*Objective a:* Rewrite the entry that comes after the chat transcript in full. Leave everything unchanged except the bounding-box coordinates in its answer: multiply each of those by 2.2 and round to the nearest whole number, rounding halves up.
=== Excerpt provided ===
Chat with Brad Edwards
Welcome to SportsNation! On Monday, resident BCS expert Brad Edwards will drop by to chat about what the latest BCS standings mean to the nation's top teams going forward.
Send your questions now and join Brad Monday at 3 p.m. ET!
More Brad Edwards: Chats
Casey (Santa Clarita, CA)
Does a 1 loss SEC team get into the NC over a TCU undefeated team?
Brad Edwards (3:12 PM)
Iowa's loss last Saturday increases the possibility that Florida and Alabama now have a mulligan (can afford a loss) over the next three weeks. It was easy to see the possibility that an undefeated Big Ten team would finish ahead of a one-loss SEC champ, and even though the possibility still exists with an unbeaten TCU or Cincinnati, I don't think it's likely. And in addition to the potential favoritism toward the SEC team in this situation, I also think there would be some voters who'd try to avoid creating a national title game between two teams from the state of Texas. Bottom line: the choice between a one-loss SEC champ and undefeated TCU, Cincy or Boise would belong to the voters. Decide for yourself which way you think they'd go.
Why is it that Pitt moved into the top 10 in all 3 human polls yet only moved to #12 in the BCS?
Brad Edwards (3:15 PM)
Pitt's average ranking in the BCS computers is 13th, and that's one-third of the formula. If you really look at it, it's easy to understand why the computers think less of this team than the humans do. The Panthers' best wins are over South Florida and Rutgers, and they lost to NC State. Pitt, however, can raise its computer profile significantly by beating Notre Dame, West Virginia and Cincinnati to close the season.
Derek (Austin - Round Rock, TX)
Brad,As the resident BCS expert, would you be out of a job if there were a playoff?
Brad Edwards (3:18 PM)
I get this question several times a week, so I'll finally answer it. No, I don't think I'd be out of a job. You see what kind of criticism the basketball committee chair gets when he stands up after the selection show and explains why some team didn't make the field that probably would've just lost in the first round anyway. Imagine being the guy to explain why some team that was actually good enough to win the national title wasn't included in a four-team or eight-team football playoff. Nobody wants to be that guy, so they'd probably continue to use some version of the BCS Standings to help determine which teams would make the playoff.
Travis C. (Lake Highlands)
Brad, who should an undefeated Texas fear most: TCU, Cincy, or the one-loss SEC championship game loser? Can you devise a scenario where any of these pass an undefeated Texas?
Brad Edwards (3:23 PM)
=== Stored rows ===
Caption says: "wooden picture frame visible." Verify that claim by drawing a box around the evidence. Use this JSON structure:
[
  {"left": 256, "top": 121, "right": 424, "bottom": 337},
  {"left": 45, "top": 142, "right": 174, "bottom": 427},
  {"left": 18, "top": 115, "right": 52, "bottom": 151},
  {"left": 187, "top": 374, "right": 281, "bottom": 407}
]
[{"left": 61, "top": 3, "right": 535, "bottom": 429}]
===
*Objective b:* Pick up the college football chat transcript at the point where it stops and continue it.

*Exercise response a:*
Caption says: "wooden picture frame visible." Verify that claim by drawing a box around the evidence. Use this JSON structure:
[
  {"left": 256, "top": 121, "right": 424, "bottom": 337},
  {"left": 45, "top": 142, "right": 174, "bottom": 427},
  {"left": 18, "top": 115, "right": 52, "bottom": 151},
  {"left": 187, "top": 374, "right": 281, "bottom": 407}
]
[{"left": 134, "top": 7, "right": 1177, "bottom": 944}]

*Exercise response b:*
In order for an undefeated Texas team to be vulnerable, the SEC champ would need to be getting all of the first-place votes, leaving Texas as a distant second in the polls. Then, the team that was third in the polls would need to be a very solid No. 3 and also rank at least two spots higher than Texas in every computer. The only team I can imagine being that strong in the computers would be Cincinnati, but I can't imagine the Bearcats climbing over TCU on enough ballots to be a solid No. 3 in the polls. I think Texas is safe.
So, how long before we see an anti-trust lawsuit against the NCAA/BCS? My guess is less than 3 years.
Brad Edwards (3:29 PM)
I don't know how likely it is that the anti-trust action ever develops, but I can assure you that the NCAA won't be involved. I always see and hear references to something in the BCS being "the NCAA's worst nightmare," but people need to realize that the NCAA has nothing to do with the BCS. If the NCAA were in charge of major-college football's postseason, there almost certainly would be a playoff, because that's what the NCAA does in every other sport. The major conferences, however, don't want the NCAA involved because they make more money through the bowl system than they would through an NCAA-sanctioned playoff (because of the revenue-sharing model used by the NCAA). In other words, you can hate the NCAA for a lot of things, but don't blame them if you don't like the BCS.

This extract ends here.